**PROBLEMS AND TASKS**
#1 In the ARM spin-lock thread, which tool does Tom Lane call only a very crude tool for testing spinlock performance?
#2 Quote the ARM spin-lock thread word for word between "I'm very willing" and "at other tests.", inclusive.

**TEXT PASSAGE**
»»

Re: Improving spin-lock implementation on ARM.

2020-12-03 Thread Tom Lane

Krunal Bauskar  writes:
> Any updates or further inputs on this.

As far as LSE goes: my take is that tampering with the
compiler/platform's default optimization options requires *very*
strong evidence, which we have not got and likely won't get.  Users
who are building for specific hardware can choose to supply custom
CFLAGS, of course.  But we shouldn't presume to do that for them,
because we don't know what they are building for, or with what.

I'm very willing to consider the CAS spinlock patch, but it still
feels like there's not enough evidence to show that it's a universal
win.  The way to move forward on that is to collect more measurements
on additional ARM-based platforms.  And I continue to think that
pgbench is only a very crude tool for testing spinlock performance;
we should look at other tests.

>From a system structural standpoint, I seriously dislike that lwlock.c
patch: putting machine-specific variant implementations into that file
seems like a disaster for maintainability.  So it would need to show a
very significant gain across a range of hardware before I'd want to
consider adopting it ... and it has not shown that.

regards, tom lane

Re: Improving spin-lock implementation on ARM.

2020-12-03 Thread Krunal Bauskar

Any updates or further inputs on this.

On Wed, 2 Dec 2020 at 09:27, Krunal Bauskar  wrote:

>
>
> On Tue, 1 Dec 2020 at 22:19, Tom Lane  wrote:
>
>> Alexander Korotkov  writes:
>> > On Tue, Dec 1, 2020 at 6:19 PM Krunal Bauskar 
>> wrote:
>> >> I would request you guys to re-think it from this perspective to help
>> ensure that PGSQL can scale well on ARM.
>> >> s_lock becomes a top-most function and LSE is not a universal solution
>> but CAS surely helps ease the main bottleneck.

««

**ROWS**
»»

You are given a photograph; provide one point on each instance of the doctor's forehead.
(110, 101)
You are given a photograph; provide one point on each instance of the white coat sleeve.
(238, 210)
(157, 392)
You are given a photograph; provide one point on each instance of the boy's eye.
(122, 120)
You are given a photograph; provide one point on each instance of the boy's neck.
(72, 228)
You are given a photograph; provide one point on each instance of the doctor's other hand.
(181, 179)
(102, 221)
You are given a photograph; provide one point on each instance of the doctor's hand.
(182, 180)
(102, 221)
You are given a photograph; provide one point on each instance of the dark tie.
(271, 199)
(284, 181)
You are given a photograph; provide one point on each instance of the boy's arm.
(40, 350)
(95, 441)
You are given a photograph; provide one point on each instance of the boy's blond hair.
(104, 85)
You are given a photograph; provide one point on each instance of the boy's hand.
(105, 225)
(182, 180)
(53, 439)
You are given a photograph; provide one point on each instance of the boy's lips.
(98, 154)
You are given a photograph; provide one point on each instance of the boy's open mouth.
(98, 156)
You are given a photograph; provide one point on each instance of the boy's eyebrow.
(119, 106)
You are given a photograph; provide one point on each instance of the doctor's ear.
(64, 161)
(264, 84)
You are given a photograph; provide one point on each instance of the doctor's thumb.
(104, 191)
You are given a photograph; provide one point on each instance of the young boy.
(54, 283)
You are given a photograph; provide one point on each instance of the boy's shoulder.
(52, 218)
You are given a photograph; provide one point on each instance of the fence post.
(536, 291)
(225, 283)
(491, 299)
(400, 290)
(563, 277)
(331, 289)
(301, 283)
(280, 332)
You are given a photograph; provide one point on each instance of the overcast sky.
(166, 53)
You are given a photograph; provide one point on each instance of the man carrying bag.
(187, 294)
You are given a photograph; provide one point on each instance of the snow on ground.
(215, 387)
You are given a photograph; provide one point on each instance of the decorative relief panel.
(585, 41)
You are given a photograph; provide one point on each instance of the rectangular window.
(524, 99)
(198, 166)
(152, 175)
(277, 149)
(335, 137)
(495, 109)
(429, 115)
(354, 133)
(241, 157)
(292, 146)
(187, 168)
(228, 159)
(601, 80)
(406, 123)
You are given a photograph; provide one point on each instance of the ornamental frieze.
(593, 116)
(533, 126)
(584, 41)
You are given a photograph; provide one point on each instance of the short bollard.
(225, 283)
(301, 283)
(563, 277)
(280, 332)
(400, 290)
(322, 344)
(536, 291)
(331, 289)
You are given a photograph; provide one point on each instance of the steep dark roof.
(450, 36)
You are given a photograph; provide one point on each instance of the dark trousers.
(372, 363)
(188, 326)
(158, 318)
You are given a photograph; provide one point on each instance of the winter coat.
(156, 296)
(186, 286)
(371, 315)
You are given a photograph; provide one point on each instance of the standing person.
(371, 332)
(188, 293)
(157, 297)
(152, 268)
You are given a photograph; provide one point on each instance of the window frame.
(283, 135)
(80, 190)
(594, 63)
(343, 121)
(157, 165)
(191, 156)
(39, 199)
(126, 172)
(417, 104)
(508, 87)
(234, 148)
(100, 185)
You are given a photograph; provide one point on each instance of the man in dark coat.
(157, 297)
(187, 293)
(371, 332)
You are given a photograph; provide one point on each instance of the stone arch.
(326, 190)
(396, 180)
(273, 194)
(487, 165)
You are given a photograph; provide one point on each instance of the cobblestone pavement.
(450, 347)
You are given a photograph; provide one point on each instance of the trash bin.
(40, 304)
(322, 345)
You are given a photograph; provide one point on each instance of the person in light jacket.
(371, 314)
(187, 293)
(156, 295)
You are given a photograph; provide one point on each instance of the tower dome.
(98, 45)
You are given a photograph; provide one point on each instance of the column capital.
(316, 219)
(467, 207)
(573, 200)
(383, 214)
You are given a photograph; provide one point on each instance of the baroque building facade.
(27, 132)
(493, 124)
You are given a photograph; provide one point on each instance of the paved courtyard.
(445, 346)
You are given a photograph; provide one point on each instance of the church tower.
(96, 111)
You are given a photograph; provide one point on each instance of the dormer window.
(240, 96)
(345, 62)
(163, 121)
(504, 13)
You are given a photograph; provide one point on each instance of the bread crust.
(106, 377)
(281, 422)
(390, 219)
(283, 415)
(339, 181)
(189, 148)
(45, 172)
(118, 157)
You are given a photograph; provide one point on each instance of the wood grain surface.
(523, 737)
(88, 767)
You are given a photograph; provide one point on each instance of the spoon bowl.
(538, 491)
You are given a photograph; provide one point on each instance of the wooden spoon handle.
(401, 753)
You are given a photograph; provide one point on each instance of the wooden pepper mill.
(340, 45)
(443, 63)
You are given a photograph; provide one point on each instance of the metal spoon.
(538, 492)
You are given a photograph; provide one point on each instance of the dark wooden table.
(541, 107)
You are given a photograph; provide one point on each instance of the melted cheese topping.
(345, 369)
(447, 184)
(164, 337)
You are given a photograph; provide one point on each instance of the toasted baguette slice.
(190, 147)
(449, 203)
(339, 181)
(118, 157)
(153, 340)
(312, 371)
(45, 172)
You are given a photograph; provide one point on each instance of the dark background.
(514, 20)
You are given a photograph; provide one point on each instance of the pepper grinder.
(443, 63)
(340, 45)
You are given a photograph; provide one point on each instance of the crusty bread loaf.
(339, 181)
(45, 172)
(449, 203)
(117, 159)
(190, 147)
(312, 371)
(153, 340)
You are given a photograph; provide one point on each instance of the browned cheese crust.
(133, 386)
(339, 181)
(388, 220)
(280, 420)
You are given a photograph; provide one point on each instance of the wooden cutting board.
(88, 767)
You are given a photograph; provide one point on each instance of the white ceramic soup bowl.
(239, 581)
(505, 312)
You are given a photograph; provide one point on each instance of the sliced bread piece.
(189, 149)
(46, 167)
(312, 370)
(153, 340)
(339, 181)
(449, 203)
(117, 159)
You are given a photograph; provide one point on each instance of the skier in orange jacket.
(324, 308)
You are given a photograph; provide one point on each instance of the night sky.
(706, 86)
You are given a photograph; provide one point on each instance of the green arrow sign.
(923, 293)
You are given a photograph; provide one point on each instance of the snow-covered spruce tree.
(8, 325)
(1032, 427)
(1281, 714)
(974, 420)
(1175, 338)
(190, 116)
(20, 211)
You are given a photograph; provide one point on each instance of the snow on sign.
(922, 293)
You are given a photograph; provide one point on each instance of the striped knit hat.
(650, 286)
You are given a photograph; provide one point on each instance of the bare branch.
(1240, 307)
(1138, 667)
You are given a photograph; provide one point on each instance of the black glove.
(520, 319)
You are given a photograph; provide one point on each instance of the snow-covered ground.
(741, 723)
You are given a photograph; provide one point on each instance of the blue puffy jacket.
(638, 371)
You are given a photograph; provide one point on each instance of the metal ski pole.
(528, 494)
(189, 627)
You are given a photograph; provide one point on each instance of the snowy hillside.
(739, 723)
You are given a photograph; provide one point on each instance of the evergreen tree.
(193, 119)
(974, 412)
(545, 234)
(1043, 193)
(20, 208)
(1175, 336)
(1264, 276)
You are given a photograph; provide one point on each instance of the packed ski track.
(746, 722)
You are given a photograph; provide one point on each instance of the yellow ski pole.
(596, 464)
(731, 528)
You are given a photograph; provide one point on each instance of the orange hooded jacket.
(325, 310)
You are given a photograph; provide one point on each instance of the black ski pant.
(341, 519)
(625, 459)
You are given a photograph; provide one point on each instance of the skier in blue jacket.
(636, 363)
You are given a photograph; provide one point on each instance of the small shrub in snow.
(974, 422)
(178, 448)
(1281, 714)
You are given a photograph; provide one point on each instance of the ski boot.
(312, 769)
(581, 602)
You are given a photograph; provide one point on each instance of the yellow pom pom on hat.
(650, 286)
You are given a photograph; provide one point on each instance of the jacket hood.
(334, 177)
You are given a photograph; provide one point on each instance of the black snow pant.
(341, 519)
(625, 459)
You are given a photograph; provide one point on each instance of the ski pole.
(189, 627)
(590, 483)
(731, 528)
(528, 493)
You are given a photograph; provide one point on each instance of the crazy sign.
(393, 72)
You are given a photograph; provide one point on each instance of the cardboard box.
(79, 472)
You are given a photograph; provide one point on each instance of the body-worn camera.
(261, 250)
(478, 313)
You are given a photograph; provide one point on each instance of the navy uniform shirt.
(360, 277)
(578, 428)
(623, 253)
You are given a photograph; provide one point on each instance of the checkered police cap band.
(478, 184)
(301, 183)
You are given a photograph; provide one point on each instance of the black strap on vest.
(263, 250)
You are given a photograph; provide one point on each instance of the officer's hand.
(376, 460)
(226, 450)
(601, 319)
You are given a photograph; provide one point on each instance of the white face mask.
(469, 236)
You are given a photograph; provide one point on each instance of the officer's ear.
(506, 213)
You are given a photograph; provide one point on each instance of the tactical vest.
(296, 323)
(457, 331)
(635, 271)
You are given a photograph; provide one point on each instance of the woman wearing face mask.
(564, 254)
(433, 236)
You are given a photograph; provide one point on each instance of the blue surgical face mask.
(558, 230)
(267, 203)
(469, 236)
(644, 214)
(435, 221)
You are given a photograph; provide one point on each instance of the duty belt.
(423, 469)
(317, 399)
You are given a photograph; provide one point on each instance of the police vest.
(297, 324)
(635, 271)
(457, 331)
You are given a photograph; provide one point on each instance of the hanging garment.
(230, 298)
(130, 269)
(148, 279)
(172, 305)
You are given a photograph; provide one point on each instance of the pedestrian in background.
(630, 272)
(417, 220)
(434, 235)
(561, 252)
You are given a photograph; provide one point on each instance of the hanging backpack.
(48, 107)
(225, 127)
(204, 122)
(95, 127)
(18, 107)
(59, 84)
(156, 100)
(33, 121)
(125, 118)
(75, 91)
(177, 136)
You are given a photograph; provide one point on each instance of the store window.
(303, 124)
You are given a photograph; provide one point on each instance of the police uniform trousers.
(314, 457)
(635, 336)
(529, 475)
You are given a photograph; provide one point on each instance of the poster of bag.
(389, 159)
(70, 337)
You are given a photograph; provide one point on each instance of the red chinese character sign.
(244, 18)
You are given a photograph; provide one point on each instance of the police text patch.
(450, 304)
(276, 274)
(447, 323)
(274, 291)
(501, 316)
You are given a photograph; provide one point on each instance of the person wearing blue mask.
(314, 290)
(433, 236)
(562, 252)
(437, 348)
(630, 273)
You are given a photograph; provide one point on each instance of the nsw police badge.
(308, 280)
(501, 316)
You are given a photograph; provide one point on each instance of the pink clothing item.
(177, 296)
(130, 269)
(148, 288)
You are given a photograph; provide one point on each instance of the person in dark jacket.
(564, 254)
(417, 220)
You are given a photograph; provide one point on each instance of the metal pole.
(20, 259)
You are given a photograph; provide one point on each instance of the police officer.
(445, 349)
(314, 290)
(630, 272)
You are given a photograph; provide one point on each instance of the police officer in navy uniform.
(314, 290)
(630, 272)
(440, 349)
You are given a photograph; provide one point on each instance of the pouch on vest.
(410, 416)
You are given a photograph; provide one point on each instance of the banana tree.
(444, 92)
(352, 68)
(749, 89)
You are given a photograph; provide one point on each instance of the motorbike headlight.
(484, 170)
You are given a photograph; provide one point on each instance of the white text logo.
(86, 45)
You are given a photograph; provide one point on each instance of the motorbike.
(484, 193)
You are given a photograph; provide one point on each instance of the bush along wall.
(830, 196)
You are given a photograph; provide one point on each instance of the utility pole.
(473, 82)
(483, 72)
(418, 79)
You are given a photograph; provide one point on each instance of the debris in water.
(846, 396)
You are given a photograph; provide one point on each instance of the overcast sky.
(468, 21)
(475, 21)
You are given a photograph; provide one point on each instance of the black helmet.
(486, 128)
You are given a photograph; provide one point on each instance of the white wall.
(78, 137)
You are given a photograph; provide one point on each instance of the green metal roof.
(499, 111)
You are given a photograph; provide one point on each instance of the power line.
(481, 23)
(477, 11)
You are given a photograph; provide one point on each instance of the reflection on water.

««

**SOLUTIONS TO THE TASKS**
#1 pgbench

#2
I'm very willing to consider the CAS spinlock patch, but it still
feels like there's not enough evidence to show that it's a universal
win.  The way to move forward on that is to collect more measurements
on additional ARM-based platforms.  And I continue to think that
pgbench is only a very crude tool for testing spinlock performance;
we should look at other tests.